Exercise details: All that is needed is a count of the lines in this data that contain the word "face".
--- Study material ---
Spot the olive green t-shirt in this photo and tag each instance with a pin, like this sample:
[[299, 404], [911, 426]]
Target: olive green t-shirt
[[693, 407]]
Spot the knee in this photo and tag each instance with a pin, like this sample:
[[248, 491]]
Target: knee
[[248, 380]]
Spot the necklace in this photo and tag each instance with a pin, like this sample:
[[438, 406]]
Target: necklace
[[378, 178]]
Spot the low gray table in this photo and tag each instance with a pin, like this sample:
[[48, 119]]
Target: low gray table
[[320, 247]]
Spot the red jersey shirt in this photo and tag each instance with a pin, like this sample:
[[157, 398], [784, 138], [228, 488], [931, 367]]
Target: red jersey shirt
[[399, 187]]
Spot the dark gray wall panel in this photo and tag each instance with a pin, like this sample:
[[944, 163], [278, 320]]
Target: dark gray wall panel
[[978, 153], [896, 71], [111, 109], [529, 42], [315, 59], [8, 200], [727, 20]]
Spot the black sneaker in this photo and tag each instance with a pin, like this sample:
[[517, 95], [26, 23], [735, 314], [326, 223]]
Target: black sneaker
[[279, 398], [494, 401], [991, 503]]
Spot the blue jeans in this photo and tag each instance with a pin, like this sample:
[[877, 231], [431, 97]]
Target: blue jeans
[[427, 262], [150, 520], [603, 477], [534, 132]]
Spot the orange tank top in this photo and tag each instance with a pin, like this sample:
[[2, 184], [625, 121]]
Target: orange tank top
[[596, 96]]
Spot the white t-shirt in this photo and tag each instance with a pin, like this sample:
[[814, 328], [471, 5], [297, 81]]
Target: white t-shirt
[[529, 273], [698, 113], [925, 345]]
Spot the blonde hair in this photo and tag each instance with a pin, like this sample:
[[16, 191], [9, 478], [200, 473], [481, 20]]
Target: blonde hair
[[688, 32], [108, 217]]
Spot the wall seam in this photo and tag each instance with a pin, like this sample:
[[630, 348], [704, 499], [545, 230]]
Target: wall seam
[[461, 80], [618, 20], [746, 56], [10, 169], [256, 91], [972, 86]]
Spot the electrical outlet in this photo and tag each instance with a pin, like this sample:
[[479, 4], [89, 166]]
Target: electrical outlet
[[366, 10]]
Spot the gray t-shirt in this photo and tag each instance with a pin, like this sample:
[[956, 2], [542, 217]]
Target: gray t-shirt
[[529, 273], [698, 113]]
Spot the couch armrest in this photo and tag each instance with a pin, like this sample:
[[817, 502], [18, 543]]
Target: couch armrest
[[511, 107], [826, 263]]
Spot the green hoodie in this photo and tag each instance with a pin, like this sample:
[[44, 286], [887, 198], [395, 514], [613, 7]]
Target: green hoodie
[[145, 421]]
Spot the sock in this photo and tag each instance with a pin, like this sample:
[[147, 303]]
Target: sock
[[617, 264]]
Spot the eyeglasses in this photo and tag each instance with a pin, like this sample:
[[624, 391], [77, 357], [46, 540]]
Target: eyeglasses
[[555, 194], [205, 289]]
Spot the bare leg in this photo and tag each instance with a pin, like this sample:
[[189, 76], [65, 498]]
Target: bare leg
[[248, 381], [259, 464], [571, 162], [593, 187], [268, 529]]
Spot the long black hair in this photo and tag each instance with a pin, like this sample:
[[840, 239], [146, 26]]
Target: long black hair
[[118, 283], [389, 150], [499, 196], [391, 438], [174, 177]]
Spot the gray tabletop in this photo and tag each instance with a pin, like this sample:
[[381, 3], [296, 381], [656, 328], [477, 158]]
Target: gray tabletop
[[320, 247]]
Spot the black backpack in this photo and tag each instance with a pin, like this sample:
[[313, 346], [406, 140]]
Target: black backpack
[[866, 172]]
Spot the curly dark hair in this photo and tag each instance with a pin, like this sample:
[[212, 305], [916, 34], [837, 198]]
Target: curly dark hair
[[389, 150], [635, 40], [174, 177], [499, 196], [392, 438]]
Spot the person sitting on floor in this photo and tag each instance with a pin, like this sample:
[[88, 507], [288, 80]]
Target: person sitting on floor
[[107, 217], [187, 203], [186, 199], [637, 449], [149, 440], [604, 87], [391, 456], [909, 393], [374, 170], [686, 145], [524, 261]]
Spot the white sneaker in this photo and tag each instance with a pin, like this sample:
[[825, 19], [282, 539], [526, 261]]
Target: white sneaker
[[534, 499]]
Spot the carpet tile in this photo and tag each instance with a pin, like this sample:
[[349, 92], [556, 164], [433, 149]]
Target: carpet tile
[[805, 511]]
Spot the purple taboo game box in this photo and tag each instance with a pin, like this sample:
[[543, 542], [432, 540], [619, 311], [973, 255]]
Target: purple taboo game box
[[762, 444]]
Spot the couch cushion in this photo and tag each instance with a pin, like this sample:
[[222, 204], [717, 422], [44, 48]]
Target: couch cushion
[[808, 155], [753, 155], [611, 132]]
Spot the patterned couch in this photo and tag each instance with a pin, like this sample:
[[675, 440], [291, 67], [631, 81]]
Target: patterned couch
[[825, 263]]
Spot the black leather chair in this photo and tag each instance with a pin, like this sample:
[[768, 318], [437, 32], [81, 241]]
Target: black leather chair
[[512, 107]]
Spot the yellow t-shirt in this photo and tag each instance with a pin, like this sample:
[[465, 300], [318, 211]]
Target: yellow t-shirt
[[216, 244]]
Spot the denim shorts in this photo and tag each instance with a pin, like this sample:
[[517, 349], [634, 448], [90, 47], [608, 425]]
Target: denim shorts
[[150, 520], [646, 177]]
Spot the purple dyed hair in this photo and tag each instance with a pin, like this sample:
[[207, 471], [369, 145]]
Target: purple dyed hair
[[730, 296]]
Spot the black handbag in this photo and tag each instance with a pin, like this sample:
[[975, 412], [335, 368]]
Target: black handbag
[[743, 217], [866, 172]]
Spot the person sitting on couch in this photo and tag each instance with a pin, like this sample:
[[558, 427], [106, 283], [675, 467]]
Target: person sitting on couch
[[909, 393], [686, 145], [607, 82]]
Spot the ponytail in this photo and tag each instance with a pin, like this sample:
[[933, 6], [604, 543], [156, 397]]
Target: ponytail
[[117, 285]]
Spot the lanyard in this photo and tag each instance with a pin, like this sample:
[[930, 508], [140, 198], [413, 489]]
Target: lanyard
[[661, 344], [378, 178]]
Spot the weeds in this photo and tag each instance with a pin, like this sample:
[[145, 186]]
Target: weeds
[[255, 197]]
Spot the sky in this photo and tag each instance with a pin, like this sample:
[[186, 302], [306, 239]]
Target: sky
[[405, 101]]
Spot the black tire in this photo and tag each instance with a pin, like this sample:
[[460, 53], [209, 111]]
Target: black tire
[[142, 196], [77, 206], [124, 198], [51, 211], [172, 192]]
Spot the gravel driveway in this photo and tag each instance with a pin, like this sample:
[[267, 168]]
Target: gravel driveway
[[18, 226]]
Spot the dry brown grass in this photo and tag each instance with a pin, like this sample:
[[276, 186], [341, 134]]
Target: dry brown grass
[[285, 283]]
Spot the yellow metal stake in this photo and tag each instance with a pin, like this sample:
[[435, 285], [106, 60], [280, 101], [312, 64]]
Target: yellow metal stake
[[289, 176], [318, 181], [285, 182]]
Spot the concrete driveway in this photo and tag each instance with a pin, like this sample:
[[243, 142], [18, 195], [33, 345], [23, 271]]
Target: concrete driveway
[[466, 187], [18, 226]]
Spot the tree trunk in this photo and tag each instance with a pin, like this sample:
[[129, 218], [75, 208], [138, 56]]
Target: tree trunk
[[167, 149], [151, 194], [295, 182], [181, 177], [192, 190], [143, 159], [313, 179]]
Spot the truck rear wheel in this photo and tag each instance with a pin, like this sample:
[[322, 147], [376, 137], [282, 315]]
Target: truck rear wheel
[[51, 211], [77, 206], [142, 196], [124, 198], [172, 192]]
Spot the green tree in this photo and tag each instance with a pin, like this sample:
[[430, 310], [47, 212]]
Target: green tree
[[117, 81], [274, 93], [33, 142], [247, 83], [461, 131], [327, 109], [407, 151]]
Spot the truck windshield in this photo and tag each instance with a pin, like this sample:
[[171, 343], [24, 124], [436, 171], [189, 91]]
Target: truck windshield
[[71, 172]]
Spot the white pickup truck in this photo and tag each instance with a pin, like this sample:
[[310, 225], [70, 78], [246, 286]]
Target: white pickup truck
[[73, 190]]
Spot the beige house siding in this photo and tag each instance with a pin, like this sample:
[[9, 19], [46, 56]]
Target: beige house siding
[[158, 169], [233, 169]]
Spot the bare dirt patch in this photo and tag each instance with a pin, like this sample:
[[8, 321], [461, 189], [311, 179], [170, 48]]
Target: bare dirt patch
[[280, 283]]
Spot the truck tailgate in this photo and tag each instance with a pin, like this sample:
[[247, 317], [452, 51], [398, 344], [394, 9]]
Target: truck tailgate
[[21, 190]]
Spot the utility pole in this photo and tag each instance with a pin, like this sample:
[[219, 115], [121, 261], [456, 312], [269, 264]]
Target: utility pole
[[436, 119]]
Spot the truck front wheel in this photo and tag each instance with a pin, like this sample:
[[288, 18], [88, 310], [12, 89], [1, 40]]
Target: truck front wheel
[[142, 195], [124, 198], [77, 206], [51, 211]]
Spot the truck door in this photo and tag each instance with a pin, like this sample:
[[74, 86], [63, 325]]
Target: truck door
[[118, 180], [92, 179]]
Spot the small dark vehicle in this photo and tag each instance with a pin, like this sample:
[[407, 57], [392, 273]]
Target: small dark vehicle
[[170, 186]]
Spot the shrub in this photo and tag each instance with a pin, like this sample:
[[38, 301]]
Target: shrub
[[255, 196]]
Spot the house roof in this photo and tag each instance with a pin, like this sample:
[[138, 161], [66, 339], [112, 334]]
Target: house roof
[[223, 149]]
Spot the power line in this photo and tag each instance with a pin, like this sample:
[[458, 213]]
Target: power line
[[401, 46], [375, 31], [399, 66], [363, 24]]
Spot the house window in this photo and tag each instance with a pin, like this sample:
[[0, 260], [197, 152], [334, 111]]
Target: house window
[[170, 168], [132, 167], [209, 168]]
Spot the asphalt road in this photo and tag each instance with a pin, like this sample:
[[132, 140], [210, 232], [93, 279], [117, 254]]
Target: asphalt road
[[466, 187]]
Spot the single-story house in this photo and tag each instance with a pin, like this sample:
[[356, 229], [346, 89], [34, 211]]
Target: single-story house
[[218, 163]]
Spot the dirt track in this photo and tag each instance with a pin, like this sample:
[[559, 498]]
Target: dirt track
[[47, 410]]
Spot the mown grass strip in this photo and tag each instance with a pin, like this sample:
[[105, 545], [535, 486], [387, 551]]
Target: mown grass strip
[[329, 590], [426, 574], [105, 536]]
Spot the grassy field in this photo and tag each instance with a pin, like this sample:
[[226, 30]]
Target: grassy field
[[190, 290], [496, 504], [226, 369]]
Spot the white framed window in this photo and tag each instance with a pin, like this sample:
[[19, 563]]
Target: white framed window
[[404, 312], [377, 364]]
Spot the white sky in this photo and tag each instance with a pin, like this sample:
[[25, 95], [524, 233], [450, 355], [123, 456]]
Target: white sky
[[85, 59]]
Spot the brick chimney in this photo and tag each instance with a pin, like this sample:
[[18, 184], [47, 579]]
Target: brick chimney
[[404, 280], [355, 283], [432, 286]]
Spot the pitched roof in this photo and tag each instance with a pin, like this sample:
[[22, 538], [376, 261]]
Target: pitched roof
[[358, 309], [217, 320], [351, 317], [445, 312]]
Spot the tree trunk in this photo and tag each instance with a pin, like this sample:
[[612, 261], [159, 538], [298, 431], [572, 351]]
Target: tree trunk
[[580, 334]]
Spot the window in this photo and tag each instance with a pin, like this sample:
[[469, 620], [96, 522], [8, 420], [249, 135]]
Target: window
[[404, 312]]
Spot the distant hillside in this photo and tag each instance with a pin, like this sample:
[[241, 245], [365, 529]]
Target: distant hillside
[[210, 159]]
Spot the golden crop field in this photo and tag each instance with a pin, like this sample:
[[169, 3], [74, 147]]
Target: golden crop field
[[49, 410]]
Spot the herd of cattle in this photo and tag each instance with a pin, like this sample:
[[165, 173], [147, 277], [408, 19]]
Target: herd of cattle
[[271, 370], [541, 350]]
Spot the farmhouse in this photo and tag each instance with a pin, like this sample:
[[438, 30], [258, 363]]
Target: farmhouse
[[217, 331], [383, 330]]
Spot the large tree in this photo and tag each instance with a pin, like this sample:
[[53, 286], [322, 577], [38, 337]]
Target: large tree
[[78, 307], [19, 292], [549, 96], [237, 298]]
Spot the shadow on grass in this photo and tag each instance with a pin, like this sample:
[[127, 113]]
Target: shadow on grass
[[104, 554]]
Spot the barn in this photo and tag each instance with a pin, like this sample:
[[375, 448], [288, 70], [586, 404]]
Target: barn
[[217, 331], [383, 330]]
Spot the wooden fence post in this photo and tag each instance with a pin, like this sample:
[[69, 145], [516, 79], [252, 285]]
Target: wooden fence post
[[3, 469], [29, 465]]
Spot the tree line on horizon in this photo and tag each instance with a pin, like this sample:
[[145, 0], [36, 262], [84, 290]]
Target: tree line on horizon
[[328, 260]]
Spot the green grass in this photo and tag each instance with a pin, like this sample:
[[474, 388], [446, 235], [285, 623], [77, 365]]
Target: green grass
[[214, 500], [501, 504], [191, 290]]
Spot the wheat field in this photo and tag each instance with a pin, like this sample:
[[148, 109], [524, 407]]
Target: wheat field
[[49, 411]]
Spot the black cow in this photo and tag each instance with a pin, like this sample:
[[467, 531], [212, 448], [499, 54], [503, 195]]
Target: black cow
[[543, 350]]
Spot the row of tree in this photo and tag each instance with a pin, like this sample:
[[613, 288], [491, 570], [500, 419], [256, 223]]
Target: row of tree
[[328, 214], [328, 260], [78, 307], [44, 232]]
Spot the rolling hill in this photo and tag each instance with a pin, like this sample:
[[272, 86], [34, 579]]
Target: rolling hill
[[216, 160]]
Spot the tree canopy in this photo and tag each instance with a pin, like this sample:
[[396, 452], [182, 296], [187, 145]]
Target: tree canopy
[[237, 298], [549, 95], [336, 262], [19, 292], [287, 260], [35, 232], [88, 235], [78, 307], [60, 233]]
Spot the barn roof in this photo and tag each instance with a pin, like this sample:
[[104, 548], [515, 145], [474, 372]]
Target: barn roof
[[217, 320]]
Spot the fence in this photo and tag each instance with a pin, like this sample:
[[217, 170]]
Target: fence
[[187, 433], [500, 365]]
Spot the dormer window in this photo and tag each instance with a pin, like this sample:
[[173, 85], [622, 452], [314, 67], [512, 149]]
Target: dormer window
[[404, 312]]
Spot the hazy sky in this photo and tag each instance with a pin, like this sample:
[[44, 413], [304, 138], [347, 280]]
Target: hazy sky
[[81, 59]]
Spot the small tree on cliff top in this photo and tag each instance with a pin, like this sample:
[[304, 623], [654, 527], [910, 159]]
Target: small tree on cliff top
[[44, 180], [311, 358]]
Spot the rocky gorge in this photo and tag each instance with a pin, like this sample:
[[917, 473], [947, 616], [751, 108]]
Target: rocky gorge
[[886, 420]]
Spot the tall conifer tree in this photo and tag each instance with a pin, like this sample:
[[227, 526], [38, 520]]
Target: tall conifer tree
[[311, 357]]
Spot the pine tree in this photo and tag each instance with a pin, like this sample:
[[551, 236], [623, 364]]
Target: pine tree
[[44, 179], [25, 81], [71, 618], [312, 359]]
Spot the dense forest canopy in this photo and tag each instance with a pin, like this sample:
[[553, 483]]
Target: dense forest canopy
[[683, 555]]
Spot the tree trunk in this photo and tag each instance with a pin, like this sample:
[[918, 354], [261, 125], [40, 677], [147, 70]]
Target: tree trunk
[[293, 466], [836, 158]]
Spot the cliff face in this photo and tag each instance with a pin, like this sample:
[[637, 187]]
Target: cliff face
---
Written solution: 2